* _Your instructions_
Edit the material below so that every "pick out" becomes "locate", leaving everything else unchanged.

* _Stored rows_
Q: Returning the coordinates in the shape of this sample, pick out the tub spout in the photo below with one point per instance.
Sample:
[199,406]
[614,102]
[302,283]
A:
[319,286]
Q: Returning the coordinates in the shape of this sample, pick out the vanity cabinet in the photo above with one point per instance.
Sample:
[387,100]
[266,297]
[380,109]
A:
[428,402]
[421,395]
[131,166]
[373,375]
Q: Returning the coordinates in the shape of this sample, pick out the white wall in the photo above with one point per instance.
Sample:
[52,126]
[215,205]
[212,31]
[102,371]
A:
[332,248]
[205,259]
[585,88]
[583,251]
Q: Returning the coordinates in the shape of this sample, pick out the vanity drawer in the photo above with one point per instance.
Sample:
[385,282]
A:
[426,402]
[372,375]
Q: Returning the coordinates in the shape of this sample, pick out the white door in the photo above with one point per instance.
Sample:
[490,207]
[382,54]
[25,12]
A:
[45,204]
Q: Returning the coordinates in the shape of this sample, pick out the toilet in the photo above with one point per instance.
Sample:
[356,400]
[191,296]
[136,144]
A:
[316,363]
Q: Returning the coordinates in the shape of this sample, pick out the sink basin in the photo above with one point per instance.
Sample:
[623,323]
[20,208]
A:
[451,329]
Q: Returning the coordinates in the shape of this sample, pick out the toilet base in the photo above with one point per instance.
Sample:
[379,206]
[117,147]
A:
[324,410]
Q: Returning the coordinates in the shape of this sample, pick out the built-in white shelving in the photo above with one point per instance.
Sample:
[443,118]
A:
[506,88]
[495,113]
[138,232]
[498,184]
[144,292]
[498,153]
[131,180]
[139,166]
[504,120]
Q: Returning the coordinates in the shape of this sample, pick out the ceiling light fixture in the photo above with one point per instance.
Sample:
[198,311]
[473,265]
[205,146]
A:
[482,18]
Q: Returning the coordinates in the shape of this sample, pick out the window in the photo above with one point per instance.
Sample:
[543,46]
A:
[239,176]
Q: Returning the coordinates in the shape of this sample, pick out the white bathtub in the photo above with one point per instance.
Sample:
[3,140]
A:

* _Result of this task_
Q: Returning the coordinates in the shape of this sample, locate the tub spout in the photo below with one point per instance.
Sample:
[199,406]
[614,102]
[302,283]
A:
[319,286]
Q: Returning the coordinates in the shape of this sample, locate the vanity cabinet in the photo above with one point per instance.
Sample:
[387,100]
[266,297]
[380,109]
A:
[428,402]
[421,395]
[131,166]
[373,375]
Q: Returning the coordinates in the shape of this sample, locate the white wall in the photo above with one point per instance.
Sample:
[52,126]
[215,205]
[212,31]
[102,371]
A:
[332,248]
[205,259]
[585,88]
[583,251]
Q: Returning the coordinates in the shape of this sample, locate the vanity drawer in the photo above with one point per instance.
Sample:
[385,282]
A:
[426,402]
[372,375]
Q: Returning the coordinates in the shape of this sample, locate the white door in the photo above with one point per instance.
Sample:
[490,207]
[382,54]
[25,12]
A:
[45,204]
Q: Returning the coordinates in the shape of this sample, locate the toilet in the photo above with one point per instance.
Sample:
[356,400]
[191,296]
[136,144]
A:
[316,363]
Q: Returning the coordinates in the shape of this sample, locate the sink basin in the photo above with one point per instance.
Sample:
[623,323]
[20,208]
A:
[451,329]
Q: Returning the coordinates in the shape of this sample, locate the toilet base in the photo above with one point per instance.
Sample:
[379,206]
[117,147]
A:
[324,410]
Q: Returning the coordinates in the shape of this sample, locate the built-in white shelving in the photo above with one point per instance.
Sample:
[443,118]
A:
[506,88]
[495,113]
[138,232]
[498,184]
[144,292]
[498,153]
[131,180]
[139,166]
[504,120]
Q: Returning the coordinates in the shape of this sample, locate the ceiling light fixture in the photo above with one point per instance.
Sample:
[198,311]
[473,265]
[205,146]
A:
[482,18]
Q: Returning the coordinates in the shape of this sample, locate the window in the photo above with one point per instance.
Sample:
[543,46]
A:
[239,176]
Q: Returning the coordinates in the shape of this sample, locate the white bathtub in the photo above with one point per instance.
Sample:
[3,140]
A:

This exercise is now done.